-- Begin Page extract --

Labour has to find new ways of speaking to men as workers, husbands and particularly as fathers. What does it mean to be a good father? In our age of social liberal attitudes about gender equality few Labour politicians speak about the virtues of manliness and fatherhood.

But the lodestar of the early Labour movement was a manliness whose virtues were justice, prudence, temperance and courage. We need to reclaim them because they still matter, and they're key to rebuilding Labour's relationship with the country.


It is a piece of two halves, in which the first half does suggest there was an important sense of loss through the decline of Labour as a “deeply patriarchal movement”. In the second half, Rutherford then advocates something rather different for today, a shared politics of parenting for men and women, with which few social democrats could object – “Labour needs a new patrimony that offers the world equally to its daughters”.,

Perhaps I am missing the point, but I couldn’t understand how the pro- patriarchy argument helped with the contentful argument, beyond being likely to provide another example of the ‘provocation-misunderstanding-ambiguity’ blue Labour cycle.

Can Blue Labour develop a manifesto?

Overall, the discussion has been a civic and engaged one. Maurice Glasman has used Fabian platforms to preach about the dangers of Fabianism. Blue Labour has engaged constructively with the right flank of New Labour, despite being pretty strongly against its economic liberalism, as well as with the party leadership. Ed Miliband sees in it a resource by which social democrats can explain the limits of markets

But that was blue Labour phase one. If it intended to do more then blue Labour will need to move from critique to advocacy, and to explain whether it is a perspective with a distinctive position on the defining political issues of the day.

It is not clear what Blue Labour will have to say about the deficit, about taxation, about spending cuts. Perhaps these are not primary issues in the Blue Labour worldview – but it risks being a marginal political project if it doesn’t have much to say about them.

What is the Blue Labour view of markets and the state? The core motivation of Blue Labour would be around political economy. So far, beyond campaigns for a living wage, that has sounded like a cross between Will Hutton’s stakeholding and the German social market economy. Daniel Finkelstein suggested that its anti-statist ambitions would end up in the advocacy of more state. Or can it make other means tangible, in its ambition to check and entangle footloose capital? (Its central idea involves not commodifying things where other principles should be trumps. So, despite being against the state, it was proud to campaign to keep the forests in state ownership).

Does Blue Labour take any view about Britain’s role in the world? We can guess that it would oppose the break-up of traditional regimental identities and insignia, but what does that mean for defence capabilities? Is Blue Labour for or against the intervention in Libya, and why? (Might that trigger its pro-flag instincts, despite Lansbury’s pacifism, or does it look like sticking our noses in to try to defend abstract principles of human rights?)

Blue Labour can often sound like it sympathises with the (now rather marginalised) Labour Eurosceptic tradition of Peter Shore. But does it think we should significantly renegotiate the terms of British membership of the EU, or does it recognise the limits of “blue Labour in one country” and seek pan-EU agreement on labour market conditions and rules? Blue Labour doesn’t like immigration, but Maurice Glasman has campaigned with London Citizens for the regularisation of illegal immigrants who are already here.

-- End Page extract --

Copy the Blue Labour passage starting at the words "But the lodestar" and stopping after "with the country.", and replace "courage" with "honesty".

-- Begin Supplied records --

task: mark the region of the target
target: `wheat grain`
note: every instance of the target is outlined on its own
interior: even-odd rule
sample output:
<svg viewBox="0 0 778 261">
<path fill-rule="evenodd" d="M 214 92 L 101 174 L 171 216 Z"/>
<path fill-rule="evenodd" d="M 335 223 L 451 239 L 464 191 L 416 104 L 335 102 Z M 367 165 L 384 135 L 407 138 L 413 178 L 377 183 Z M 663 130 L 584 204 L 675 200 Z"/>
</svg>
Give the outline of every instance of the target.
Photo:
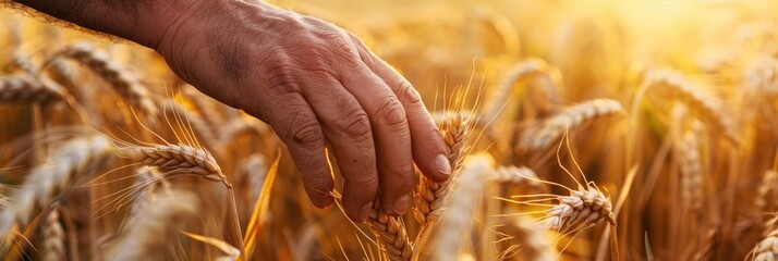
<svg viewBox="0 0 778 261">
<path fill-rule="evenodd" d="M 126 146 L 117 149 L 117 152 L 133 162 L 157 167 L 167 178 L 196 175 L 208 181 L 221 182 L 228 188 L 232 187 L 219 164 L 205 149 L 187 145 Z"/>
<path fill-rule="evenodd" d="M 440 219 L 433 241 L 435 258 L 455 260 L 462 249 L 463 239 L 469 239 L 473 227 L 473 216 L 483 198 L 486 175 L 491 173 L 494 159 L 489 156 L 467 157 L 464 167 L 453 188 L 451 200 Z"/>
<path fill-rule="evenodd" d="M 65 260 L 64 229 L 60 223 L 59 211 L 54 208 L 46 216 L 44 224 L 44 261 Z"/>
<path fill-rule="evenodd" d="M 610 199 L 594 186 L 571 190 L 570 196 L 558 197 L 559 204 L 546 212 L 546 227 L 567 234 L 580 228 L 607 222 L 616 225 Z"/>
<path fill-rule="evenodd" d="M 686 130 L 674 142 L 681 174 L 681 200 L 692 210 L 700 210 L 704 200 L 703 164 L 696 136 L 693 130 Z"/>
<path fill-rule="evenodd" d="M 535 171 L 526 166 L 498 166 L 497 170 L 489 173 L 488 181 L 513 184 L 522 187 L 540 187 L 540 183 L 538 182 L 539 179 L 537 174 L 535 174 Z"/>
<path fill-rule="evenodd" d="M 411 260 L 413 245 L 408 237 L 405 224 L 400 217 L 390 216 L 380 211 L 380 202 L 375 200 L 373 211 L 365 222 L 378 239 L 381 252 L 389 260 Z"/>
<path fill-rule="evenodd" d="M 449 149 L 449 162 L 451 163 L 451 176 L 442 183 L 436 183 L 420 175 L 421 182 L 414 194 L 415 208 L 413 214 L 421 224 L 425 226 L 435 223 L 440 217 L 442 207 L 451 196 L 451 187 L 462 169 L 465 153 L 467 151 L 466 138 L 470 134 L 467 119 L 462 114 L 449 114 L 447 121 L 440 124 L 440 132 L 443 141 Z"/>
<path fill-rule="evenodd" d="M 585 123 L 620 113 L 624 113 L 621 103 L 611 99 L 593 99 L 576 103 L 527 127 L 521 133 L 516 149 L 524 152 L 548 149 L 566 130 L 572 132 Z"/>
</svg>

-- End Supplied records --
-- Begin Supplied records --

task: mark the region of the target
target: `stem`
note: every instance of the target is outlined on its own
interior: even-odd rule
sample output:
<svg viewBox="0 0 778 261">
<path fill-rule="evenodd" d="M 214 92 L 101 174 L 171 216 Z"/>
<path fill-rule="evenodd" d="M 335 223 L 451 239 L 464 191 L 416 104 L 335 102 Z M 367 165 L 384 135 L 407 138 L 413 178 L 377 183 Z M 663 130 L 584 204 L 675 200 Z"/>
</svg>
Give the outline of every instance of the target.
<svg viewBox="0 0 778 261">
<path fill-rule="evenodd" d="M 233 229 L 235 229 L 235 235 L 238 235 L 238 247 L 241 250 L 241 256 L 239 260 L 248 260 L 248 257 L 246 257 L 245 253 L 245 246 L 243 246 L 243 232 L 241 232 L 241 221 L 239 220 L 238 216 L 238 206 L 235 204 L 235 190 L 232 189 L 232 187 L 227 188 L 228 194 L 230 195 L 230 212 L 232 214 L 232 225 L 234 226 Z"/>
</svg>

-- End Supplied records --

> _Exercise result_:
But the lodestar of the early Labour movement was a manliness whose virtues were justice, prudence, temperance and honesty. We need to reclaim them because they still matter, and they're key to rebuilding Labour's relationship with the country.